*Task*:
Render every line of the rows below as a JSON list of strings, one string per line, omitting blank lines and the pictures.
··· Provided entries ···
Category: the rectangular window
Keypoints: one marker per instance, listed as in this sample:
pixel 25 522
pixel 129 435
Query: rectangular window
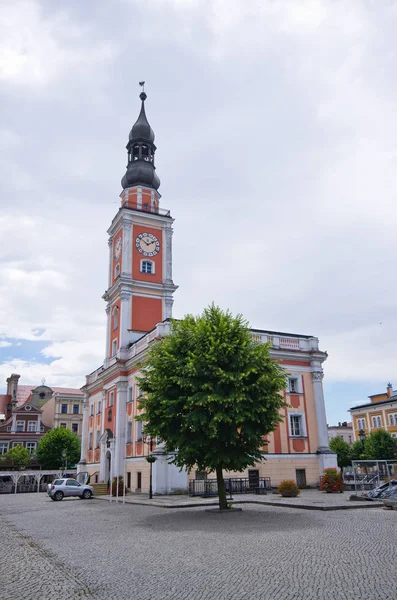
pixel 139 429
pixel 31 447
pixel 361 423
pixel 296 425
pixel 129 432
pixel 393 419
pixel 130 394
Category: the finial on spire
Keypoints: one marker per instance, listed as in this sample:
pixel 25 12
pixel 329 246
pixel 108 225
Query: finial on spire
pixel 142 95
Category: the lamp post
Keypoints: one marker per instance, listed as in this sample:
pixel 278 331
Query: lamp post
pixel 150 459
pixel 64 460
pixel 361 435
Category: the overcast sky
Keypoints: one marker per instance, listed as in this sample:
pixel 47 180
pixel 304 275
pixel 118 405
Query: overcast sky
pixel 276 131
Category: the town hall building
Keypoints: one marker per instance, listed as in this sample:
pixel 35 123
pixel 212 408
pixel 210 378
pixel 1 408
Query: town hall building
pixel 139 300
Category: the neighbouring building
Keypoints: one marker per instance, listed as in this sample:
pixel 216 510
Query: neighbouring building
pixel 343 430
pixel 139 301
pixel 379 413
pixel 27 413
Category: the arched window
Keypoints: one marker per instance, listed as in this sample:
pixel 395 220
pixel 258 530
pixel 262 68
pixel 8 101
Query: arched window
pixel 147 266
pixel 115 318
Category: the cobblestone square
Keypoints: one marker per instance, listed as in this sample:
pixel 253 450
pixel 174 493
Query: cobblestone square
pixel 92 549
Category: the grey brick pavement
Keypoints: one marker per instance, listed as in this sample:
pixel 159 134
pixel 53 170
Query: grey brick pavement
pixel 90 549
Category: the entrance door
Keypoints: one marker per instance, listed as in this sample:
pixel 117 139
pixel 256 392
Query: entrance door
pixel 253 479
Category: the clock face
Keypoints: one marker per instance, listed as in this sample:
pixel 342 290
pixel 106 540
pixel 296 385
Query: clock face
pixel 117 249
pixel 147 244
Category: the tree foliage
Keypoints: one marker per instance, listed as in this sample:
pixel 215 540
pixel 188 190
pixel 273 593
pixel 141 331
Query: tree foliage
pixel 51 446
pixel 212 393
pixel 18 457
pixel 380 445
pixel 343 451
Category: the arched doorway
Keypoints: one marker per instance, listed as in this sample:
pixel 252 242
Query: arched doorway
pixel 108 464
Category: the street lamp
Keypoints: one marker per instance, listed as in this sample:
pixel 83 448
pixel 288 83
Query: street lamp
pixel 361 435
pixel 64 460
pixel 150 459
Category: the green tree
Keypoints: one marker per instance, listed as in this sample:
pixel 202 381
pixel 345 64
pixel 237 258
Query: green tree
pixel 18 456
pixel 54 444
pixel 343 451
pixel 212 393
pixel 380 445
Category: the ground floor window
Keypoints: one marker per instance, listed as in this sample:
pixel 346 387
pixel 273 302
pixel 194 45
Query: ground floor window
pixel 31 447
pixel 300 477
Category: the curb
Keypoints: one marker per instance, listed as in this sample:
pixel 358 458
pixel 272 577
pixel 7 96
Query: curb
pixel 263 503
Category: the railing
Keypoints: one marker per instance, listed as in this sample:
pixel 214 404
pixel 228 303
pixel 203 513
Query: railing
pixel 233 485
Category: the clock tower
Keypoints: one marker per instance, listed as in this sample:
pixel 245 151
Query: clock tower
pixel 140 286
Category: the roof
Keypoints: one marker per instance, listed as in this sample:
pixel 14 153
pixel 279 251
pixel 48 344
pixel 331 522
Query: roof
pixel 24 391
pixel 375 404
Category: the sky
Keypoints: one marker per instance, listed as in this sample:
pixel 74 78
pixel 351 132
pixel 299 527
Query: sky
pixel 276 131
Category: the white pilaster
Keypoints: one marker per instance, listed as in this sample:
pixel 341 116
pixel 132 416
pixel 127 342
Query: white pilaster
pixel 125 318
pixel 110 244
pixel 126 257
pixel 119 454
pixel 319 404
pixel 84 436
pixel 108 325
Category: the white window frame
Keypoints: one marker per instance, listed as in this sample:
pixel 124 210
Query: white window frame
pixel 130 393
pixel 31 447
pixel 151 262
pixel 139 430
pixel 297 383
pixel 393 419
pixel 3 446
pixel 361 423
pixel 303 428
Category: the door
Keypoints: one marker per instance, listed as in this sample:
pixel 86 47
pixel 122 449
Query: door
pixel 253 479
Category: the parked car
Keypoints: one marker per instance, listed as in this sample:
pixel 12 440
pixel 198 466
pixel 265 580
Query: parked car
pixel 390 501
pixel 380 491
pixel 61 488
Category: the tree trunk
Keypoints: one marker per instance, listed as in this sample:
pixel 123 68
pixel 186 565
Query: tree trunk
pixel 221 489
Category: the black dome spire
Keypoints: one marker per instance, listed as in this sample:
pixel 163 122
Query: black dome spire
pixel 141 151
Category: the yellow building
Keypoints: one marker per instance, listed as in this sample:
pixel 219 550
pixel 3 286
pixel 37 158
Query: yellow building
pixel 379 413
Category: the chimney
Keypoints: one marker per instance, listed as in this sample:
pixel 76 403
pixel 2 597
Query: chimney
pixel 12 386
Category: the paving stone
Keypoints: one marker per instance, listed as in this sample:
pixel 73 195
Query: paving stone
pixel 92 549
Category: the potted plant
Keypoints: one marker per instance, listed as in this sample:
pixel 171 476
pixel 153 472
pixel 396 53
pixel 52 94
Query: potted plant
pixel 331 481
pixel 121 486
pixel 288 489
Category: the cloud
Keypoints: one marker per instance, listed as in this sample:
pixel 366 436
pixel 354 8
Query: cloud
pixel 276 135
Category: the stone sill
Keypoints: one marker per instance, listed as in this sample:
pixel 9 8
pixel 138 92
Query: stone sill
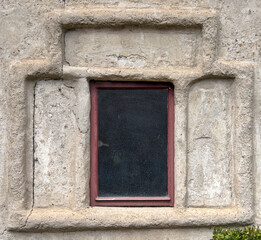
pixel 54 219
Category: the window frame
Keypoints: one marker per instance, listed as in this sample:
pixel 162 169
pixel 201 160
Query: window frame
pixel 95 200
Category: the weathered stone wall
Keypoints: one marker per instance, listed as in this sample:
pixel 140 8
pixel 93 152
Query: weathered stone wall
pixel 50 50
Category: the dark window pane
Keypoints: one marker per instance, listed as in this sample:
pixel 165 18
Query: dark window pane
pixel 132 155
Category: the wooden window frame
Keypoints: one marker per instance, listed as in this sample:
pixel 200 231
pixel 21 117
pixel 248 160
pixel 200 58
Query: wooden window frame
pixel 95 200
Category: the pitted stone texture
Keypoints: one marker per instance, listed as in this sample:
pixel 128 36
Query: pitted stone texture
pixel 133 47
pixel 153 234
pixel 209 143
pixel 55 131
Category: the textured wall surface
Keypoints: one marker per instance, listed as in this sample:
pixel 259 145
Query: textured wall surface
pixel 209 143
pixel 209 49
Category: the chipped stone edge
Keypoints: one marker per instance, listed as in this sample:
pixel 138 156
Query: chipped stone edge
pixel 22 215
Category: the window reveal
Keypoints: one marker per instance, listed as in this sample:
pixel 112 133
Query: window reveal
pixel 131 144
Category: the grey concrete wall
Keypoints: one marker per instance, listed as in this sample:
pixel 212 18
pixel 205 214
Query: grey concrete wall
pixel 56 104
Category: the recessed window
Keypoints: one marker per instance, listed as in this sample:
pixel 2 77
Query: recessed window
pixel 132 127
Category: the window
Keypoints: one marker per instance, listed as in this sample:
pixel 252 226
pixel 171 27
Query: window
pixel 132 144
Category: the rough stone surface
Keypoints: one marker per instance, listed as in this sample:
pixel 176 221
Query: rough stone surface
pixel 54 122
pixel 210 125
pixel 133 48
pixel 215 180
···
*Exercise response*:
[
  "Category: the rectangular window",
  "Keypoints: one marker per instance, listed as in this sample:",
  "pixel 25 522",
  "pixel 129 435",
  "Query: rectangular window",
  "pixel 139 429",
  "pixel 31 447",
  "pixel 361 423",
  "pixel 296 425",
  "pixel 129 432",
  "pixel 393 419",
  "pixel 130 394",
  "Category: the finial on spire",
  "Keypoints: one marker per instance, listed as in this sample:",
  "pixel 25 12",
  "pixel 329 246",
  "pixel 108 225",
  "Query: finial on spire",
  "pixel 142 95",
  "Category: the lamp post",
  "Keypoints: one marker per instance, listed as in this sample:",
  "pixel 278 331",
  "Query: lamp post",
  "pixel 150 459",
  "pixel 64 460",
  "pixel 361 435",
  "Category: the overcast sky",
  "Keypoints: one marker per instance, listed as in this sample:",
  "pixel 47 180",
  "pixel 304 275",
  "pixel 118 405",
  "Query: overcast sky",
  "pixel 276 131",
  "Category: the town hall building",
  "Keypoints: one marker per instance, listed as in this sample:",
  "pixel 35 123",
  "pixel 212 408",
  "pixel 210 378",
  "pixel 1 408",
  "Query: town hall building",
  "pixel 139 300",
  "Category: the neighbouring building",
  "Keypoints: one marker per instance, listed as in this sample:",
  "pixel 216 510",
  "Query: neighbouring building",
  "pixel 343 430",
  "pixel 139 301",
  "pixel 379 413",
  "pixel 27 413",
  "Category: the arched window",
  "Keypoints: one marker per instance, listed as in this sample:",
  "pixel 395 220",
  "pixel 258 530",
  "pixel 262 68",
  "pixel 8 101",
  "Query: arched window",
  "pixel 147 266",
  "pixel 115 318",
  "Category: the cobblestone square",
  "Keypoints: one marker per instance, listed as in this sample:",
  "pixel 253 450",
  "pixel 174 493",
  "Query: cobblestone square",
  "pixel 92 549",
  "Category: the grey brick pavement",
  "Keypoints: one marker per instance, listed as in this sample:",
  "pixel 159 134",
  "pixel 53 170",
  "Query: grey brick pavement",
  "pixel 90 549",
  "Category: the entrance door",
  "Keypoints: one marker per instance, listed as in this sample:",
  "pixel 117 139",
  "pixel 256 392",
  "Query: entrance door",
  "pixel 253 479",
  "Category: the clock face",
  "Keypoints: one marker per instance, listed as in this sample:",
  "pixel 342 290",
  "pixel 106 540",
  "pixel 296 385",
  "Query: clock face",
  "pixel 117 249",
  "pixel 147 244",
  "Category: the tree foliage",
  "Keypoints: one marker per instance, listed as in this sample:",
  "pixel 215 540",
  "pixel 188 190",
  "pixel 273 593",
  "pixel 141 331",
  "Query: tree foliage",
  "pixel 51 446",
  "pixel 212 393",
  "pixel 18 457",
  "pixel 380 445",
  "pixel 343 451",
  "Category: the arched doorway",
  "Keypoints: one marker per instance, listed as in this sample:",
  "pixel 252 242",
  "Query: arched doorway",
  "pixel 108 464",
  "Category: the street lamp",
  "Keypoints: one marker per instance, listed as in this sample:",
  "pixel 83 448",
  "pixel 288 83",
  "Query: street lamp",
  "pixel 361 435",
  "pixel 64 460",
  "pixel 150 459",
  "Category: the green tree",
  "Keypoints: one marker per instance, listed as in this sample:",
  "pixel 202 381",
  "pixel 345 64",
  "pixel 237 258",
  "Query: green tree",
  "pixel 18 456",
  "pixel 54 444",
  "pixel 343 451",
  "pixel 212 393",
  "pixel 380 445",
  "Category: the ground floor window",
  "Keypoints: one marker per instance, listed as in this sample:",
  "pixel 346 387",
  "pixel 273 302",
  "pixel 194 45",
  "Query: ground floor window",
  "pixel 31 447",
  "pixel 300 477",
  "Category: the curb",
  "Keypoints: one marker per instance, listed as in this sample:",
  "pixel 358 458",
  "pixel 272 577",
  "pixel 7 96",
  "Query: curb",
  "pixel 263 503",
  "Category: the railing",
  "Keypoints: one marker per instance, listed as in this sample:",
  "pixel 214 404",
  "pixel 228 303",
  "pixel 203 513",
  "Query: railing",
  "pixel 233 485",
  "Category: the clock tower",
  "Keypoints: one marker per instance, listed as in this sample:",
  "pixel 245 151",
  "Query: clock tower",
  "pixel 140 286",
  "Category: the roof",
  "Keypoints: one marker per instance, listed as in this sample:",
  "pixel 14 153",
  "pixel 279 251",
  "pixel 48 344",
  "pixel 331 522",
  "Query: roof",
  "pixel 24 391",
  "pixel 375 404",
  "Category: the sky",
  "Keypoints: one marker per instance, listed as in this sample:",
  "pixel 74 78",
  "pixel 351 132",
  "pixel 299 527",
  "Query: sky",
  "pixel 276 131",
  "Category: the white pilaster",
  "Keypoints: one marker per instance, listed as in this sample:",
  "pixel 341 116",
  "pixel 132 416",
  "pixel 127 342",
  "Query: white pilaster",
  "pixel 125 318",
  "pixel 110 244",
  "pixel 126 257",
  "pixel 119 454",
  "pixel 319 404",
  "pixel 84 436",
  "pixel 108 325",
  "Category: the white window frame",
  "Keypoints: one marker per instance, listed as in this sample:",
  "pixel 124 210",
  "Query: white window frame",
  "pixel 130 393",
  "pixel 31 447",
  "pixel 151 262",
  "pixel 139 430",
  "pixel 297 383",
  "pixel 393 419",
  "pixel 3 446",
  "pixel 361 423",
  "pixel 303 428",
  "Category: the door",
  "Keypoints: one marker per instance, listed as in this sample:",
  "pixel 86 47",
  "pixel 122 449",
  "Query: door",
  "pixel 253 479",
  "Category: the parked car",
  "Keypoints: one marker per instance, listed as in this sample:",
  "pixel 12 440",
  "pixel 198 466",
  "pixel 265 580",
  "Query: parked car",
  "pixel 390 501",
  "pixel 380 491",
  "pixel 61 488",
  "Category: the tree trunk",
  "Keypoints: one marker per instance, listed as in this sample:",
  "pixel 123 68",
  "pixel 186 565",
  "Query: tree trunk",
  "pixel 221 489",
  "Category: the black dome spire",
  "Keypoints: one marker per instance, listed as in this sample:",
  "pixel 163 122",
  "Query: black dome spire",
  "pixel 141 151",
  "Category: the yellow building",
  "Keypoints: one marker per instance, listed as in this sample:",
  "pixel 219 550",
  "pixel 3 286",
  "pixel 37 158",
  "Query: yellow building",
  "pixel 379 413",
  "Category: the chimney",
  "Keypoints: one marker per instance, listed as in this sample:",
  "pixel 76 403",
  "pixel 2 597",
  "Query: chimney",
  "pixel 12 386",
  "Category: the paving stone",
  "Keypoints: one marker per instance, listed as in this sample:",
  "pixel 73 195",
  "Query: paving stone",
  "pixel 92 549",
  "Category: the potted plant",
  "Keypoints: one marker per instance, listed as in this sample:",
  "pixel 171 476",
  "pixel 153 472",
  "pixel 396 53",
  "pixel 52 94",
  "Query: potted plant",
  "pixel 331 481",
  "pixel 121 486",
  "pixel 288 489",
  "Category: the cloud",
  "Keypoints: one marker per instance, listed as in this sample:",
  "pixel 366 436",
  "pixel 354 8",
  "Query: cloud",
  "pixel 276 135",
  "Category: the stone sill",
  "Keypoints: one marker per instance, listed as in this sample:",
  "pixel 9 8",
  "pixel 138 92",
  "Query: stone sill",
  "pixel 54 219",
  "Category: the window frame",
  "Keypoints: one marker per instance, listed as in this sample:",
  "pixel 162 169",
  "pixel 201 160",
  "Query: window frame",
  "pixel 95 200",
  "Category: the weathered stone wall",
  "Keypoints: one marker per instance, listed as in this sample:",
  "pixel 140 8",
  "pixel 93 152",
  "Query: weathered stone wall",
  "pixel 50 50",
  "Category: the dark window pane",
  "Keypoints: one marker per instance, listed as in this sample:",
  "pixel 165 18",
  "Query: dark window pane",
  "pixel 132 155",
  "Category: the wooden window frame",
  "Keypoints: one marker per instance, listed as in this sample:",
  "pixel 200 231",
  "pixel 21 117",
  "pixel 248 160",
  "pixel 200 58",
  "Query: wooden window frame",
  "pixel 95 200",
  "Category: the pitted stone texture",
  "Keypoints: one marker per instance, listed as in this sample:",
  "pixel 128 36",
  "Query: pitted stone texture",
  "pixel 133 47",
  "pixel 153 234",
  "pixel 209 143",
  "pixel 55 131",
  "Category: the textured wall surface",
  "Keypoints: one marker per instance, listed as in this sample:",
  "pixel 259 145",
  "Query: textured wall surface",
  "pixel 209 143",
  "pixel 209 49",
  "Category: the chipped stone edge",
  "Keypoints: one marker per instance, listed as in this sample:",
  "pixel 138 156",
  "Query: chipped stone edge",
  "pixel 22 215",
  "Category: the window reveal",
  "Keypoints: one marker per instance, listed as in this sample:",
  "pixel 112 133",
  "Query: window reveal",
  "pixel 131 144",
  "Category: the grey concrete wall",
  "Keypoints: one marker per instance, listed as in this sample:",
  "pixel 212 18",
  "pixel 205 214",
  "Query: grey concrete wall",
  "pixel 56 104",
  "Category: the recessed window",
  "Keypoints: one marker per instance, listed as in this sample:",
  "pixel 2 77",
  "Query: recessed window",
  "pixel 132 127",
  "Category: the window",
  "Keypoints: one marker per instance, listed as in this sample:",
  "pixel 252 226",
  "pixel 171 27",
  "Query: window",
  "pixel 132 144",
  "Category: the rough stone surface",
  "Keypoints: one marker per instance, listed as in this sample:",
  "pixel 176 221",
  "Query: rough stone surface",
  "pixel 54 122",
  "pixel 210 125",
  "pixel 133 48",
  "pixel 215 180"
]